• Point-per-instance localization data:
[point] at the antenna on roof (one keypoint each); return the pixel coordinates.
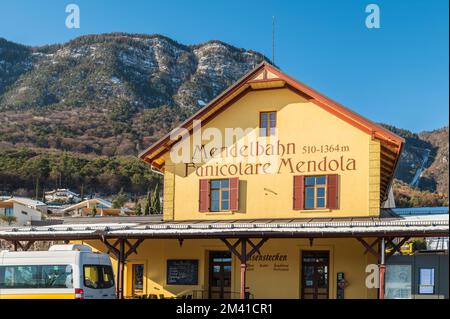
(273, 40)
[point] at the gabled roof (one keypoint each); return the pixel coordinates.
(266, 76)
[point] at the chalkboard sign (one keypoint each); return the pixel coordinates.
(182, 272)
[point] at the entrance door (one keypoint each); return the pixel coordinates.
(219, 275)
(315, 268)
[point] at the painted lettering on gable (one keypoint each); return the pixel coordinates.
(276, 158)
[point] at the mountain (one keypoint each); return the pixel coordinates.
(424, 160)
(110, 94)
(98, 98)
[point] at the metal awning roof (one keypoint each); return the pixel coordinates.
(154, 227)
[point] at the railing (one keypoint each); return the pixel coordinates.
(193, 294)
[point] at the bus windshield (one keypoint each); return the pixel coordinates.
(98, 276)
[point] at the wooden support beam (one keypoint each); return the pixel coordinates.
(111, 248)
(369, 248)
(243, 256)
(23, 246)
(28, 245)
(372, 245)
(133, 247)
(396, 248)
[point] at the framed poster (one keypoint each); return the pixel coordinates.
(398, 283)
(182, 272)
(426, 281)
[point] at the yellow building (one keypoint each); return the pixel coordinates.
(272, 190)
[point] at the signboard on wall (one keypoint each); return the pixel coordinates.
(182, 272)
(398, 282)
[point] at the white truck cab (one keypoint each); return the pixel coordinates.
(64, 271)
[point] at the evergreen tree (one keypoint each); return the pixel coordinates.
(120, 199)
(147, 204)
(138, 209)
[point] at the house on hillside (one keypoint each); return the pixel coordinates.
(21, 210)
(62, 196)
(86, 208)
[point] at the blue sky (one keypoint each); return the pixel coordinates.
(397, 74)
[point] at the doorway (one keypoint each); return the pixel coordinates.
(315, 274)
(219, 275)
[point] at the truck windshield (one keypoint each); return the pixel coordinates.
(36, 276)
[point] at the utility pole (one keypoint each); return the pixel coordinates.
(273, 40)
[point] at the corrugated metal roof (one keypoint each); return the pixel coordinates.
(153, 227)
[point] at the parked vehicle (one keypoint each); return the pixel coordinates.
(62, 272)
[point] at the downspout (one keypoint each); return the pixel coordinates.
(382, 270)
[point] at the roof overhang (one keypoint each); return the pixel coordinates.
(433, 226)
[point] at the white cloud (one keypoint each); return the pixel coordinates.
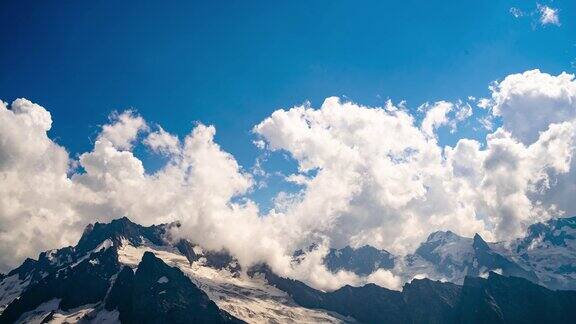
(162, 142)
(123, 129)
(517, 13)
(436, 116)
(548, 15)
(368, 175)
(528, 102)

• AIM OF THE EXERCISE:
Every line above must be printed again exactly, pictures excluded.

• EXPECTED ANSWER:
[point] at the antenna on roof (one keypoint each); return the pixel coordinates.
(273, 40)
[point] at the gabled roof (one keypoint each); return the pixel coordinates.
(266, 76)
[point] at the chalkboard sign (one keypoint each); return the pixel coordinates.
(182, 272)
[point] at the entrance door (one keypoint each); return the pixel coordinates.
(219, 275)
(315, 268)
[point] at the painted lettering on gable (one keypoint each); return the pixel coordinates.
(276, 158)
[point] at the mountain (one keypoint each); return the pixel coordinates.
(424, 160)
(110, 94)
(98, 98)
[point] at the metal awning roof (one keypoint each); return the pixel coordinates.
(154, 227)
[point] at the railing (one keypoint each); return the pixel coordinates.
(193, 294)
[point] at the bus windshield (one keypoint each); return the pixel coordinates.
(98, 276)
[point] at the wooden support beam (one keypoint each); return the pixel coordinates.
(111, 248)
(369, 248)
(243, 256)
(23, 246)
(28, 245)
(372, 245)
(133, 247)
(396, 248)
[point] at the framed poster (one keypoint each); return the pixel coordinates.
(398, 283)
(182, 272)
(426, 281)
[point] at the yellow building (one keypoint each); return the pixel coordinates.
(272, 190)
[point] at the signboard on wall (one keypoint each); return the pixel coordinates.
(182, 272)
(398, 282)
[point] at the white truck cab (one keypoint each); return the pixel coordinates.
(64, 271)
[point] at the evergreen tree (one keypoint each); return the pixel coordinates.
(120, 199)
(147, 204)
(138, 209)
[point] at the house on hillside (one keypoint each); return the pixel coordinates.
(21, 210)
(62, 196)
(86, 208)
[point] at the blue sky (one keypoint each); return the pixel coordinates.
(397, 74)
[point] at the doorway (one keypoint each); return the pixel coordinates.
(315, 274)
(219, 275)
[point] at the truck windshield (one keypoint each); return the pixel coordinates.
(36, 276)
[point] at the utility pole (one keypoint each); return the pixel coordinates.
(273, 40)
[point] at the corrugated metal roof (one keypoint each); return the pixel coordinates.
(153, 227)
[point] at the parked vehicle (one keypoint each); return the pixel coordinates.
(62, 272)
[point] at the downspout (one keypoint each); return the pixel coordinates.
(382, 270)
[point] at the roof overhang (one keypoint each); return the pixel coordinates.
(433, 226)
[point] at the white cloud (one keypoint each); return the pixel coordinates.
(162, 142)
(123, 129)
(517, 13)
(436, 116)
(548, 15)
(368, 175)
(528, 102)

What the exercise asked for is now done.